Document segment:
+++++

Social media versus real communication
CEBU, Philippines – On a crisp Friday afternoon last October, Sharon Seline exchanged text messages with her daughter who was in college. They ‘chatted’ back and forth, mom asking how things were going and daughter answering with positive statements followed by emoticons showing smiles, b-i-g smiles and hearts. Happiness.
Later that night, her daughter attempted suicide.
In the days that followed, it came to light that she’d been holed up in her dorm room, crying and showing signs of depression – a completely different reality from the one that she conveyed in texts, Facebook posts and tweets.
As human beings, our only real method of connection is through authentic communication. Studies show that only 7 percent of communication is based on the written or verbal word. A whopping 93 percent is based on non-verbal body language. Indeed, it’s only when we can hear a tone of voice or look into someone’s eyes that we’re able to know when “I’m fine” doesn’t mean they’re fine at all… or when “I’m in” doesn’t mean they’re bought in at all.
This is where social media interaction gets dubious.
Awash in technology, people can hide behind the text, the e-mail, the Facebook post or the tweet, projecting any image they want and creating an illusion of their choosing. They can be whoever they want to be. And without the ability to receive nonverbal cues, their audiences are none the wiser.
This presents an unprecedented paradox. With all the powerful social technologies at our fingertips, we are more connected – and potentially more disconnected – than ever before.
Every relevant metric shows that we are interacting at breakneck speed and frequency through social media. But are we really communicating? With 93 percent of our communication context stripped away, we are now attempting to forge relationships and make decisions based on phrases. Abbreviations. Snippets. Emoticons. Which may or may not be accurate representations of the truth.
A New Set of Communication Barriers
Social technologies have broken the barriers of space and time, enabling us to interact 24/7 with more people than ever before. But like any revolutionary concept, it has spawned a set of new barriers and threats. Is the focus now on communication quantity versus quality? Superficiality versus authenticity?
In an ironic twist, social media has the potential to make us less social; a surrogate for the real thing. For it to be a truly effective communication vehicle, all parties bear a responsibility to be genuine, accurate, and not allow it to replace human contact altogether.
In the workplace, the use of electronic communication has overtaken face-to-face and voice-to-voice communication by a wide margin. This major shift has been driven by two major forces: the speed/geographic dispersion of business, and the lack of comfort with traditional interpersonal communication among a growing segment of our employee population: Gen Y and Millennials.
Studies show that these generations – which will comprise more than 50 percent of the workforce by year 2020 – would prefer to use instant messaging or other social media than stop by an office and talk with someone. This new communication preference is one of the “generational gaps” plaguing organizations as the Baby Boomers try to manage to a new set of expectations and norms in their younger employees, and vice versa.
With these two trends at play, leaders must consider the impact on business relationships and the ability to effectively collaborate, build trust, and create employee engagement and loyalty.

+++++

Listed entries:
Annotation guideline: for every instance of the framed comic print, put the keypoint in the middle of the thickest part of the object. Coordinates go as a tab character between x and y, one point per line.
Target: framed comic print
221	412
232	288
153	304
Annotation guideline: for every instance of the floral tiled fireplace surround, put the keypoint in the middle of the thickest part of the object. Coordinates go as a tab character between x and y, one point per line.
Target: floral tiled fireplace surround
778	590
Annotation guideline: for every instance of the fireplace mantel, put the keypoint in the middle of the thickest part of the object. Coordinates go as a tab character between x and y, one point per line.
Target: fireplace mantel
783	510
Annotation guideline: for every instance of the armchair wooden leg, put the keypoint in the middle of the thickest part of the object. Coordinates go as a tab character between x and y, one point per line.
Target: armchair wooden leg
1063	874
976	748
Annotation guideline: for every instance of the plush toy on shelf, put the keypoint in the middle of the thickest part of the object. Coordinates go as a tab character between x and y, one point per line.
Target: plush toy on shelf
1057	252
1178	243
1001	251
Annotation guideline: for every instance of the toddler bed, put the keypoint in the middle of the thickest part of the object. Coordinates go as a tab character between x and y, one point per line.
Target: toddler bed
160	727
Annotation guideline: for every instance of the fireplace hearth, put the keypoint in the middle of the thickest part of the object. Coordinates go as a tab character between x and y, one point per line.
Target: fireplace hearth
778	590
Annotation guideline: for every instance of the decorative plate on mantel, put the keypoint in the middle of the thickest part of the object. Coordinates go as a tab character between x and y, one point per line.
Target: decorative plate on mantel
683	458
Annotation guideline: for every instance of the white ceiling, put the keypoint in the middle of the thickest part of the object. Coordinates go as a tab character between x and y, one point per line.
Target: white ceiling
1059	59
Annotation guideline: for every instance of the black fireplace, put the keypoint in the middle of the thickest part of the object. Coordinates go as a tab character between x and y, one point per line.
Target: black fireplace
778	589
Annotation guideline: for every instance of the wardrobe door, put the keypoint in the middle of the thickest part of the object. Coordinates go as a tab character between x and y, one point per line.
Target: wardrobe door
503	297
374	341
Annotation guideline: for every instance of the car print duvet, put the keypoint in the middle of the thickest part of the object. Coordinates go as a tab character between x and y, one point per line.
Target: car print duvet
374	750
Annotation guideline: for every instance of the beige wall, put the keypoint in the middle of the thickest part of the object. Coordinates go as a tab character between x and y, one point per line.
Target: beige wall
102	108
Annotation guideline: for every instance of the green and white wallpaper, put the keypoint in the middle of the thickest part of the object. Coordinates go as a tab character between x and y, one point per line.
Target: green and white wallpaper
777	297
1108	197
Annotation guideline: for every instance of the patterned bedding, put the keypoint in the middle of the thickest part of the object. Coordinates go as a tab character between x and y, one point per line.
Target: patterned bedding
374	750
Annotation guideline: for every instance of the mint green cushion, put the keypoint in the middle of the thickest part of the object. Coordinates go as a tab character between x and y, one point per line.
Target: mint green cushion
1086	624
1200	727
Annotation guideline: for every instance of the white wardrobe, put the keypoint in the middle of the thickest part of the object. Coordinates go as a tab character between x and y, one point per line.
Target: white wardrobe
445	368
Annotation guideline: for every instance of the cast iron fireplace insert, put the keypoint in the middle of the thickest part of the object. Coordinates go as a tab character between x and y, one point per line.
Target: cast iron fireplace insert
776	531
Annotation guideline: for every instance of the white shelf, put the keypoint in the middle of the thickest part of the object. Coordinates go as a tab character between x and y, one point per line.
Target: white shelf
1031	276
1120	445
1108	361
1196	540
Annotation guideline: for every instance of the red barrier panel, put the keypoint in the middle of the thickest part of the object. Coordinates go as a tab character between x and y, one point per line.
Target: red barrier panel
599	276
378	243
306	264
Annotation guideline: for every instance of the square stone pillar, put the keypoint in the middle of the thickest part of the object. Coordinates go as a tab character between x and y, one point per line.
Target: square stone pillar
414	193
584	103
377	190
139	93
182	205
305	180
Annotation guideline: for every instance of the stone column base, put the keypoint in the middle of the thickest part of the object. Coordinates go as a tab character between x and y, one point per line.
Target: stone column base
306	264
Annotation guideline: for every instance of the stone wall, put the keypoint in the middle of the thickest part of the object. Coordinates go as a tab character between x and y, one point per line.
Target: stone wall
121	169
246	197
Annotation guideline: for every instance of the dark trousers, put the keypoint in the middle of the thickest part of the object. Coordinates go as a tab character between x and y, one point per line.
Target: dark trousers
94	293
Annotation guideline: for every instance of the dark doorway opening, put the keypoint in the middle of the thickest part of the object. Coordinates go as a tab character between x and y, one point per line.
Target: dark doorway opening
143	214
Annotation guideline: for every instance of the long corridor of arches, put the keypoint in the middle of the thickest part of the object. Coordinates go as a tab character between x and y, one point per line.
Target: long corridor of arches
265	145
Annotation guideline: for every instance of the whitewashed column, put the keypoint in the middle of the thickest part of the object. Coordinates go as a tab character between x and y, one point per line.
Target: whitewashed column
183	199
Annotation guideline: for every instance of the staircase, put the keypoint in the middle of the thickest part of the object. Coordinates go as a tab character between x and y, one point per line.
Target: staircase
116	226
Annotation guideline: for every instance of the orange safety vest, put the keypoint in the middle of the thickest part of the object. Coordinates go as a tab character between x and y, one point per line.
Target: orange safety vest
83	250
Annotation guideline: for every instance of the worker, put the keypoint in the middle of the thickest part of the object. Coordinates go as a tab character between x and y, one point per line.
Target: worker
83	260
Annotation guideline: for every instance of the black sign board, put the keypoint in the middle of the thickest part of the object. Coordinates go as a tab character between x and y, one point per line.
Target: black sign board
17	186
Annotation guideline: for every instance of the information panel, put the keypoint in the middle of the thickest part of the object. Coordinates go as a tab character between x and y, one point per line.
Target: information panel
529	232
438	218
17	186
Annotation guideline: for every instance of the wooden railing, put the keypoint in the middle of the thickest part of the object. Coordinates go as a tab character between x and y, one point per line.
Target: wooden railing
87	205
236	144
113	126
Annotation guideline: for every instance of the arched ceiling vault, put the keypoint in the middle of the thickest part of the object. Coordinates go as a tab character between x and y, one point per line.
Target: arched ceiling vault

+++++

The exercise: Reproduce the passage of the social media article above from "Awash in technology, people" to "of the truth.", word for word.

Result of the exercise:
Awash in technology, people can hide behind the text, the e-mail, the Facebook post or the tweet, projecting any image they want and creating an illusion of their choosing. They can be whoever they want to be. And without the ability to receive nonverbal cues, their audiences are none the wiser.
This presents an unprecedented paradox. With all the powerful social technologies at our fingertips, we are more connected – and potentially more disconnected – than ever before.
Every relevant metric shows that we are interacting at breakneck speed and frequency through social media. But are we really communicating? With 93 percent of our communication context stripped away, we are now attempting to forge relationships and make decisions based on phrases. Abbreviations. Snippets. Emoticons. Which may or may not be accurate representations of the truth.